In the text below about Christianity and state power, copy out word for word the stretch from "That’s how it" through "government.".

* **Page extract**
+--
It was not so in eastern Europe.
Eastern, or Greek, Orthodox Christianity arose as the state religion of the
Roman Empire. Roman Emperors, beginning with Constantine in the early fourth
century CE, raised it to that level of recognition and power. The Christian
leaders of the time were overwhelmed by the splendor and power of empire, of
which they were now a part. Their
intoxication with power overcame their commitment to Jesus’ values of justice
and nonviolence. The Christian church became the handmaiden of imperial might. It
became a principal ally and support of imperial power not an opponent of it. The
emperor, not a pope, was the head of the church. The imperial church never
became more than an agency of state power. The fact that the Roman Empire ended
in the west in the sixth century CE but continued on in the east until 1453 CE
is part of the explanation of why western and eastern Christianity came so to
differ with regard to their relationship to secular power.
That’s how it was, first in what
became Ukraine, then in what became Russia, after the conversion of the eastern
Slavs to Orthodox Christianity in 988 CE. The Russian Orthodox Church was never
a center of power apart from the Russian autocracy the way the pope was a power
apart from the secular states of western Europe. Henry VIII of England could,
and did, take England out of the Roman Catholic Church. Peter I of Russia, aka
Peter the Great, could, and did, abolish the Moscow Patriarchate and, in
effect, reduce the Russian Orthodox Church to a ministry of the imperial
government.
Western Europe and Russia give us
two radically different examples of how Christianity relates to secular power. Christianity
can stand against it as a counterbalance to secular power, or it can capitulate
to it and function as one of its principal supports. It has functioned in both
ways throughout its history. Today, in the United States, there are elements of
Christianity that work to have it function in both ways among us. A great many
American evangelical Christians advocate Christian nationalism. They say,
wrongly, that the United States was founded as a Christian nation. They want to
turn their country into the Christian nation they think it originally was. They
want, in effect, to turn this country into a Christian theocracy. They want to
merge Christianity with American secular power.
Other American Christians, your
humble author included, consider Christian nationalism to be radically
un-Christian. We seek to follow Jesus, and we see Jesus as profoundly
anti-imperial. He lived under Roman occupation and oppression. The Romans saw
him as such a threat to their power that they crucified him as a political
criminal. He proclaimed what he called the kingdom of God. He called us to the
creation not of powerful, secular, worldly states but to a transformed world
the values of which would be essentially the values of the world turned upside
down. The kingdom of God is the world governed by God’s values of nonviolence,
peace, and distributive justice for all people. Jesus called us all to follow
the ways of God that we see in him not the corrupt, violent, exploitative ways
of both his world and ours. Christians who truly seek to follow Jesus
understand that our faith’s proper relationship to state power is one of
opposition at least to the extent that any state power in question engages in
policies that are neither peaceful nor just, which nearly every secular power
does at least much of the time.
+--
* **Collected material**
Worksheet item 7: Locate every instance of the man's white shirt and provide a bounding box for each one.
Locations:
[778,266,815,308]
+--
* **Correct response**
That’s how it was, first in what
became Ukraine, then in what became Russia, after the conversion of the eastern
Slavs to Orthodox Christianity in 988 CE. The Russian Orthodox Church was never
a center of power apart from the Russian autocracy the way the pope was a power
apart from the secular states of western Europe. Henry VIII of England could,
and did, take England out of the Roman Catholic Church. Peter I of Russia, aka
Peter the Great, could, and did, abolish the Moscow Patriarchate and, in
effect, reduce the Russian Orthodox Church to a ministry of the imperial
government.